DIRECTIONS: Could you quote each of the following items word for word, leaving nothing out?

ENTRIES:
>>>>

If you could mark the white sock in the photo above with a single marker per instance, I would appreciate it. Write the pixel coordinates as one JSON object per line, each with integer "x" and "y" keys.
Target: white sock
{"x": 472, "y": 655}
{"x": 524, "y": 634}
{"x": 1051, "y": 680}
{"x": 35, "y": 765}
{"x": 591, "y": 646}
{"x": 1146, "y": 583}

<<<<

RESPONSE:
If you could mark the white sock in the photo above with a single marker per instance, I would appreciate it. Write the pixel coordinates as one JSON object per line, each with integer "x" and "y" keys.
Target: white sock
{"x": 472, "y": 655}
{"x": 524, "y": 634}
{"x": 1051, "y": 680}
{"x": 35, "y": 765}
{"x": 591, "y": 646}
{"x": 1146, "y": 583}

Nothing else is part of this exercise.